───── Text to read
Content and objectives: We visit sports teams throughout Sweden and meet young boys in their locker rooms to talk about gender equality and how we can change bad attitudes. We have created material for eight lectures to work with boys from ages 10 to 14 for precautionary purposes to make them grow up with good values and get them to be aware of that masculinity can take different directions. The method includes 8 different 30-minute sessions. We also do lectures in schools where we meet pupils in secondary and high schools.
Steps/activities of the practice:
- Contact with sports teams,
- Train trainers,
- A program to educate and follow Peer to Peer concept.
- 27 people work with Locker Room Talk, 25 of which take part in the visits.
- Support from the sports federation in Sweden, wellknown ambassadors, knowledge about Gender Equality and Communication with young kids.
- Equipment that was used: Virtual Reality glasses, computer, paper and pen.
- In Sweden there are 300 000 boys in our target group and we estimate that to reach out to all of them we would need around 40 million Swedish kronas per year. Our budget today is around 12 million SEK.
──────────
───── Items
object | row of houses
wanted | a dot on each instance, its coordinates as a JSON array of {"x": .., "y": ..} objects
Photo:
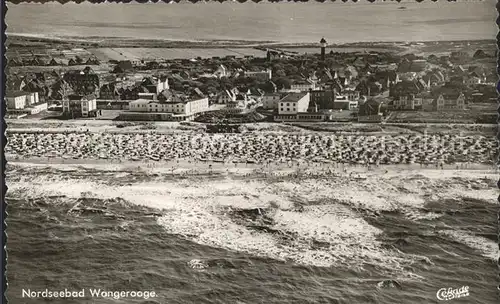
[{"x": 19, "y": 103}]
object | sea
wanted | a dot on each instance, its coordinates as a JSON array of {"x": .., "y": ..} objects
[{"x": 288, "y": 22}]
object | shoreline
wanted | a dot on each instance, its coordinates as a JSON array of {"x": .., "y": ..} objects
[{"x": 132, "y": 42}]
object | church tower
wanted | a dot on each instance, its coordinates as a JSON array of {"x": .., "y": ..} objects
[{"x": 323, "y": 48}]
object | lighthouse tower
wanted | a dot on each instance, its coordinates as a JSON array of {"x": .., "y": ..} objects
[{"x": 323, "y": 44}]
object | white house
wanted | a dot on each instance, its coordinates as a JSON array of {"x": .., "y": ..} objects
[
  {"x": 139, "y": 105},
  {"x": 16, "y": 100},
  {"x": 221, "y": 72},
  {"x": 185, "y": 108},
  {"x": 303, "y": 86},
  {"x": 25, "y": 102},
  {"x": 262, "y": 75},
  {"x": 270, "y": 100},
  {"x": 80, "y": 106},
  {"x": 226, "y": 97},
  {"x": 473, "y": 80}
]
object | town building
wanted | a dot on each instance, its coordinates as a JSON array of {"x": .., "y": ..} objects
[
  {"x": 221, "y": 72},
  {"x": 324, "y": 98},
  {"x": 323, "y": 48},
  {"x": 226, "y": 97},
  {"x": 303, "y": 86},
  {"x": 271, "y": 100},
  {"x": 173, "y": 108},
  {"x": 155, "y": 84},
  {"x": 260, "y": 75},
  {"x": 75, "y": 106},
  {"x": 83, "y": 82},
  {"x": 342, "y": 102},
  {"x": 294, "y": 103},
  {"x": 19, "y": 102},
  {"x": 452, "y": 101},
  {"x": 370, "y": 111}
]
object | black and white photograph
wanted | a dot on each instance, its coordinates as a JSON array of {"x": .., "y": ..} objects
[{"x": 258, "y": 152}]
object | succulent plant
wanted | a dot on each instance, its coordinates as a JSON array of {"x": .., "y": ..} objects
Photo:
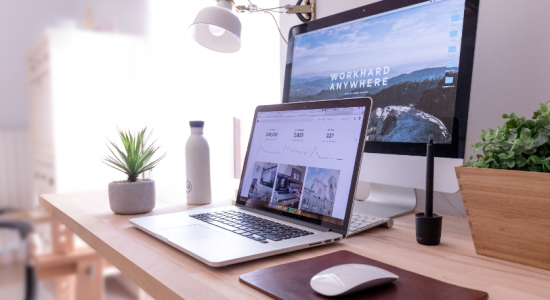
[
  {"x": 136, "y": 156},
  {"x": 520, "y": 144}
]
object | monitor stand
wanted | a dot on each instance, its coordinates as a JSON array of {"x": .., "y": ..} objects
[{"x": 387, "y": 201}]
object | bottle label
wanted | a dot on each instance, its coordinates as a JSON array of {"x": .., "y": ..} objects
[{"x": 189, "y": 187}]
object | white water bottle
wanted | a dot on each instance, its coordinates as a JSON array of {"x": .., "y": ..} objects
[{"x": 197, "y": 160}]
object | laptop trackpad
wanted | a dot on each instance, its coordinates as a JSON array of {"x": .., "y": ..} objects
[{"x": 188, "y": 232}]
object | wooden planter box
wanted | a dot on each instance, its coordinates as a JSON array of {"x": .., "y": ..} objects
[{"x": 508, "y": 213}]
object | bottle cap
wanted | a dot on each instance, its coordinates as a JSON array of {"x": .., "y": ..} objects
[{"x": 196, "y": 123}]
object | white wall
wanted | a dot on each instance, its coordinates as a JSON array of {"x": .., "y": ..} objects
[
  {"x": 22, "y": 22},
  {"x": 510, "y": 67},
  {"x": 190, "y": 82}
]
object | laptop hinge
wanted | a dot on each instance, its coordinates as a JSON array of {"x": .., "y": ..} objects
[{"x": 286, "y": 219}]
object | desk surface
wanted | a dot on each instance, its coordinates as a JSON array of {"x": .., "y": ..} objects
[{"x": 166, "y": 273}]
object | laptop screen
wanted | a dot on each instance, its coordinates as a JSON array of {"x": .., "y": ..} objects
[{"x": 310, "y": 156}]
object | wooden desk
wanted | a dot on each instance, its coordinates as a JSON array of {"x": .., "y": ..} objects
[{"x": 166, "y": 273}]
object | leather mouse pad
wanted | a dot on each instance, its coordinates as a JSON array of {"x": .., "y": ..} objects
[{"x": 291, "y": 281}]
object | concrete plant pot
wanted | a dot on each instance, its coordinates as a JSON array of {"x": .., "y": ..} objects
[{"x": 132, "y": 198}]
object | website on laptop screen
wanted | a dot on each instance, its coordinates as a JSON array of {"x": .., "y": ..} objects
[{"x": 302, "y": 162}]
──────────
* Stated problem 1: In the text about Locker Room Talk, what ages are the boys that the eight lectures are designed for?
* Stated problem 2: Could you pick up the text about Locker Room Talk after its last line and keep writing it?

* Written reply 1: Boys aged 10 to 14.

* Written reply 2:
Achievements and outcomes: In 2018, through the visits and open lectures, we reached 15600 people, 2128 of which are boys between the ages of 10 and 14. We now have two experts and professors following us during the period of a year.
Challenges and limitations: When we started calling out to teams, they thought that if we went to their club and talked to the boys, then they would be “softened” and would not perform well on the pitch. So, they thanked us for reaching out, but the answer was often no. What we realized was that there is a lot of prejudice around the topic, preconceptions about how men and women should be and act. The situation started to change when we involved sports federations and sport icons as Zlatan Ibrahimovic and Jimmy Durmaz.
The feedback we get is that there is a lack of tools when it comes to gender equality because sport in Sweden is mostly based on non-profit forces and they don’t have time to develop their own methods. This is where we can play a big role in addressing this issue. But we also face some challenges. Our conclusion is that it doesn’t matter how much you work with the kids if you don’t aim to work with parents, coaches and adults. Usually they are the ones having issues to accept the topics we are talking about, which is not something we necessarily face when meeting the kids.
Follow-up ideas and future plans: We are now looking for methods for adults in order to adjust the program and raise awareness among adult sport teams as well.